What this task involves » Exact copies of all entries are needed. Pictures are to be left out.

Task material »
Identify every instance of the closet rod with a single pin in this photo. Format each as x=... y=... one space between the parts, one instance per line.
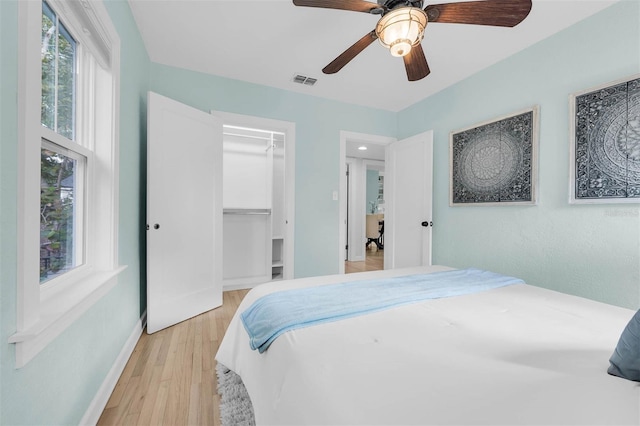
x=247 y=211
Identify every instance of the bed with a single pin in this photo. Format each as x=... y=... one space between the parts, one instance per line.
x=515 y=354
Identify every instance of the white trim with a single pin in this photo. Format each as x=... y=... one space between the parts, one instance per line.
x=100 y=400
x=289 y=129
x=572 y=148
x=42 y=312
x=346 y=136
x=59 y=313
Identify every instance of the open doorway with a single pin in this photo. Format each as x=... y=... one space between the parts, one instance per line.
x=362 y=201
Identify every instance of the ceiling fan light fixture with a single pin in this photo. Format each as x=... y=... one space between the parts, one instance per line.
x=401 y=29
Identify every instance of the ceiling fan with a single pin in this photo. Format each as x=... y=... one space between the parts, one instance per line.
x=402 y=23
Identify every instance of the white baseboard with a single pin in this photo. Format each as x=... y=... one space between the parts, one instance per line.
x=92 y=415
x=231 y=287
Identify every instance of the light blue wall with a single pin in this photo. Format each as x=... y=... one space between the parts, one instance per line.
x=57 y=386
x=372 y=190
x=588 y=250
x=318 y=125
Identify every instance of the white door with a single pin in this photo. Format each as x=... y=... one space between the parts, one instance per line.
x=184 y=212
x=408 y=190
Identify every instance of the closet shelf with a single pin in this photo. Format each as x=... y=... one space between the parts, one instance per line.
x=246 y=211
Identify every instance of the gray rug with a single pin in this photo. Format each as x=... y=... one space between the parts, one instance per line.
x=235 y=405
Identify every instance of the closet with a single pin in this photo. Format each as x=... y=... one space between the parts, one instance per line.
x=253 y=199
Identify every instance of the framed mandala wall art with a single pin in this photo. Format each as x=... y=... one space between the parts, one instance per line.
x=494 y=163
x=605 y=143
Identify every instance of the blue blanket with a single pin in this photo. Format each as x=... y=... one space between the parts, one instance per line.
x=276 y=313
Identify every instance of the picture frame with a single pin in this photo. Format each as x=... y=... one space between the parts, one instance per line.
x=604 y=137
x=495 y=162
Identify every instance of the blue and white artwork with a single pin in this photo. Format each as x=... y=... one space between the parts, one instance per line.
x=494 y=163
x=606 y=143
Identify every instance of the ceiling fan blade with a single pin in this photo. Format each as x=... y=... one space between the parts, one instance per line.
x=346 y=56
x=500 y=13
x=416 y=64
x=355 y=5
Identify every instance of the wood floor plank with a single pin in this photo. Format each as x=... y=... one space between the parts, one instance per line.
x=170 y=378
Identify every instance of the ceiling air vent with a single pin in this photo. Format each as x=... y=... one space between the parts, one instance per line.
x=302 y=79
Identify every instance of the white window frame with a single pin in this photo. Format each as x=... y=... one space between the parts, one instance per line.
x=45 y=311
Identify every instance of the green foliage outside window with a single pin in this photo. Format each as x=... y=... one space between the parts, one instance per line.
x=57 y=171
x=56 y=213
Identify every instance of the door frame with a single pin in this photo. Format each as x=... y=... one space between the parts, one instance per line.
x=347 y=136
x=289 y=129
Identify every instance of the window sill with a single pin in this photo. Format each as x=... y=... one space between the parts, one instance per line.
x=58 y=313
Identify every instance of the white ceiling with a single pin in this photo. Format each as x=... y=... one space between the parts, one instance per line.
x=269 y=41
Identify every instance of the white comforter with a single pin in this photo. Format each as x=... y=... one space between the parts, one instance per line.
x=514 y=355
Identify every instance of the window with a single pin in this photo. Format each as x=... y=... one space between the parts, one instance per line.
x=62 y=170
x=68 y=112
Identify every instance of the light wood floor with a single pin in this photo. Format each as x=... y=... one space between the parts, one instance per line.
x=374 y=261
x=170 y=378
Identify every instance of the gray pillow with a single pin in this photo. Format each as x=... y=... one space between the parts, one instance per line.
x=625 y=361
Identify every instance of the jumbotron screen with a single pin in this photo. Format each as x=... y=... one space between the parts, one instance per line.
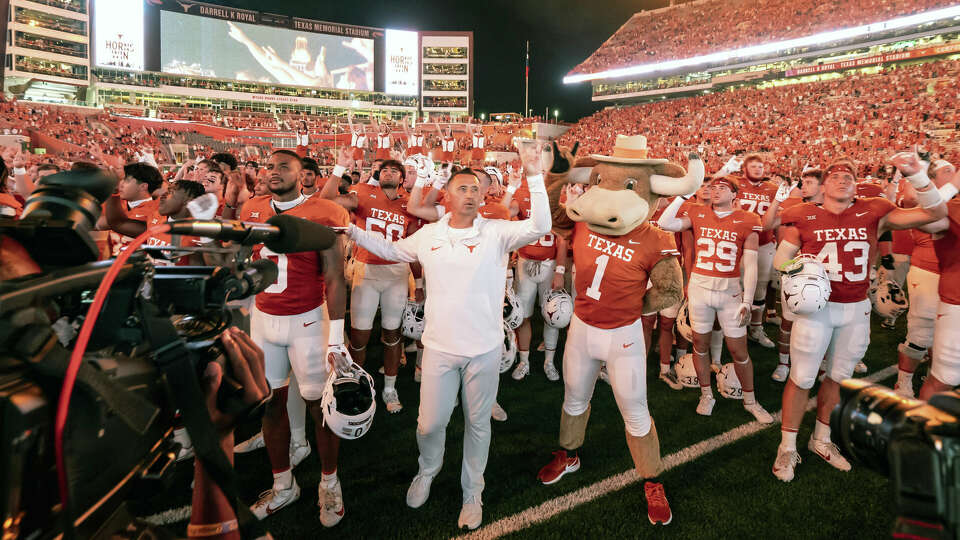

Solution for this task »
Identify every instance of the closet rod with a single pin in this photo. Format each as x=... y=... one space between the parts, one instance per line.
x=247 y=211
Identify every instance of the bed with a single pin in this photo. Format each as x=... y=... one space between the parts, one instance per line.
x=515 y=354
Identify every instance of the white trim with a single pin in this photo. Format each as x=... y=... one space between the parts, one instance per line.
x=100 y=400
x=289 y=129
x=572 y=148
x=42 y=312
x=346 y=136
x=59 y=313
Identify every instance of the open doorway with a single pin in this photo. Format each as x=... y=... one space between the parts, one instance per line.
x=362 y=201
Identify every instance of the ceiling fan light fixture with a single pin in this photo. Format each as x=... y=... one space between the parts, one instance per line.
x=401 y=29
Identify every instance of the ceiling fan with a single pin in this photo. Format each as x=... y=... one space between the parts, one instance per line.
x=402 y=23
Identify every instance of the white baseboard with a single pin in this photo. Format each as x=... y=... one space between the parts, one instance per line.
x=92 y=415
x=231 y=287
Identify every instance of the light blue wall with a single pin in this photo. Format each as x=... y=... one space between the parts, one instance per line.
x=57 y=386
x=372 y=190
x=588 y=250
x=318 y=125
Identify every instance of the white door with a single pin in this photo. Format each as x=... y=... one space between the parts, one instance per line.
x=184 y=212
x=408 y=190
Identify every instance of the closet shelf with a single pin in this photo. Format each as x=... y=... one space between the parts, one instance per line.
x=246 y=211
Identify every instance of the gray rug with a single pin in this photo. Format each as x=... y=... one space between the parts, one instance per line.
x=235 y=405
Identify every instance of the closet with a single pin in this photo. Format each as x=... y=... one space between the parts, one instance per line.
x=253 y=199
Identify every instance of the framed mandala wall art with a single pin in this photo. Format each as x=... y=... one space between the parts, one instance per line.
x=494 y=163
x=605 y=143
Identify every instance of the blue blanket with a single pin in this photo. Format each as x=... y=... one space between the parts, one instance per line.
x=276 y=313
Identify every instance of the picture frame with a single pin in this photo. Format each as x=... y=... one space between the parts, one instance per line.
x=604 y=137
x=495 y=162
Identify every instance of the blue and white artwork with a single pin in this photo. Format each as x=... y=... one space between the parts, one instance per line.
x=494 y=163
x=606 y=143
Identify every instance of the ceiling fan blade with a single pin in this photo. Format each as x=... y=... one space between the parts, one instance per line.
x=346 y=56
x=500 y=13
x=416 y=64
x=355 y=5
Identify every instance of the wood floor plank with a single pin in this photo. Format each as x=... y=... one space between the parts, one instance per line.
x=170 y=378
Identify every instance of the ceiling air vent with a single pin in this photo. Format each as x=... y=... one space between the parts, one instance per line.
x=302 y=79
Identify every instance of the white window frame with a single pin in this photo. Format each as x=... y=... one space between the parts, one instance per line.
x=45 y=311
Identify every instance of the green foliage outside window with a single pin in this photo. Format each as x=... y=... one space between the parts, one instance per line.
x=57 y=171
x=56 y=213
Identify every instance of the door frame with a single pin in this photo. Format each as x=... y=... one space between the parts, one instance per line.
x=347 y=136
x=289 y=129
Identify every instance of the window sill with a single pin in this photo. Format each as x=... y=... one space between the parts, one instance per line.
x=58 y=313
Identify every instance of the white ceiling with a single pin in this photo. Format each as x=... y=... one space between the parts, one instance per line.
x=269 y=41
Identify every instance of the white comforter with a single pin in this photo. Format each as x=... y=... one space between the parts, one instance per line.
x=514 y=355
Identify every instance of the window with a single pin in this photo. Format each as x=... y=... one space between the parts, one instance per line.
x=62 y=170
x=68 y=112
Identify every instance of the light wood floor with a single pin in this photo. Format each as x=... y=... one space between the parts, one instance per line.
x=374 y=261
x=170 y=378
Identify every instance of the gray pillow with a single pin in this photo. Format each as x=... y=... one space between the parts, one instance per line.
x=625 y=361
Identify every instance of the jumbotron screen with a single pin in this photo. Format each as x=... y=... one space between the parts, one instance per line.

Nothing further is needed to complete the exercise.